⟨

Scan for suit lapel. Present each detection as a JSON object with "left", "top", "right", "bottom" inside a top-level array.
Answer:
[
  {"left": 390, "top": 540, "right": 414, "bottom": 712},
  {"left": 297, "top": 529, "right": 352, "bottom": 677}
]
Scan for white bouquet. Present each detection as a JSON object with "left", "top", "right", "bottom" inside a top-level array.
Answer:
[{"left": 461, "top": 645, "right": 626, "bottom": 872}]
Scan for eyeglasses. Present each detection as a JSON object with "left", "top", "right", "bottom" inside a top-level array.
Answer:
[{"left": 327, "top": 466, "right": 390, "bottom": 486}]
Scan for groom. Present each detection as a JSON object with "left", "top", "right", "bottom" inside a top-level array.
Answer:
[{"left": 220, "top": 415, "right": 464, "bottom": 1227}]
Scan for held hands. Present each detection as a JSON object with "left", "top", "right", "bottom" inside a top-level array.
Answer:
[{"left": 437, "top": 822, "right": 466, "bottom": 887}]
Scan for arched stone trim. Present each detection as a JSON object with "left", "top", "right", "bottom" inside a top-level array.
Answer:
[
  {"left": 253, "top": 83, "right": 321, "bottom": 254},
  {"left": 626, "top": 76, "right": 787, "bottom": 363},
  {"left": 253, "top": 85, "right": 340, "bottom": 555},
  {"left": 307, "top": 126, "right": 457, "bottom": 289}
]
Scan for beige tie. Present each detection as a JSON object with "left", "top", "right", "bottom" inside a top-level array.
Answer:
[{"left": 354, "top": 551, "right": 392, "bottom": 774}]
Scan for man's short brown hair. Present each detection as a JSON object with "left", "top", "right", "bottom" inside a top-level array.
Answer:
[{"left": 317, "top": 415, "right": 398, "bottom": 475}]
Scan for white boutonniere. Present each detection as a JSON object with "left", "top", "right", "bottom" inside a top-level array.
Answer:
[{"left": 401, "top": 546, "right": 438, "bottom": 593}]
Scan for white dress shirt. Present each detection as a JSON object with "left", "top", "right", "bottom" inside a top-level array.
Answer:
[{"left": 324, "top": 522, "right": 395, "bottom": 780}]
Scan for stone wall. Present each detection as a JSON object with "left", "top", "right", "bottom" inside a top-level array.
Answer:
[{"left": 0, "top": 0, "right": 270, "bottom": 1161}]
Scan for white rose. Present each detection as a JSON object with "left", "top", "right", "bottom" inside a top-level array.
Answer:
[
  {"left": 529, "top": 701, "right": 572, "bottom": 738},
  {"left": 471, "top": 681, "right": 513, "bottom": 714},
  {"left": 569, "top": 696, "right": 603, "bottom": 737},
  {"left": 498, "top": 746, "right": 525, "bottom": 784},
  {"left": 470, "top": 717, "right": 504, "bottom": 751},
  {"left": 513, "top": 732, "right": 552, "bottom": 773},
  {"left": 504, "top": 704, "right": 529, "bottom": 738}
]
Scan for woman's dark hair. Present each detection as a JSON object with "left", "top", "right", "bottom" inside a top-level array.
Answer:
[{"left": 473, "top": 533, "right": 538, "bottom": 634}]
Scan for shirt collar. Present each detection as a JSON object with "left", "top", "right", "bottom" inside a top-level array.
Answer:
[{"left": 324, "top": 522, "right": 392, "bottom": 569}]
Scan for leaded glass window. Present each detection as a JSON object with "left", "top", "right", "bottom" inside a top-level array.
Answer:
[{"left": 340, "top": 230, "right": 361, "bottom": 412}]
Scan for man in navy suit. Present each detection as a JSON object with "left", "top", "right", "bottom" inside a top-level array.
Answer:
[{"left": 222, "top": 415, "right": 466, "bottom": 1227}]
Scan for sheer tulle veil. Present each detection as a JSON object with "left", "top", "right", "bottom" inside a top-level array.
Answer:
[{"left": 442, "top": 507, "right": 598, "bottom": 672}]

⟩

• [WHAT YOU HAVE TO DO]: Reproduce everything from the line containing "Scan for sheer" down to the end of the data, adding 49 to every bounding-box coordinate and leaving all other text unchanged.

• [WRITTEN ANSWER]:
Scan for sheer tulle veil. Present each detection as a JSON object with "left", "top", "right", "bottom" inside a top-level array.
Answer:
[{"left": 491, "top": 556, "right": 647, "bottom": 721}]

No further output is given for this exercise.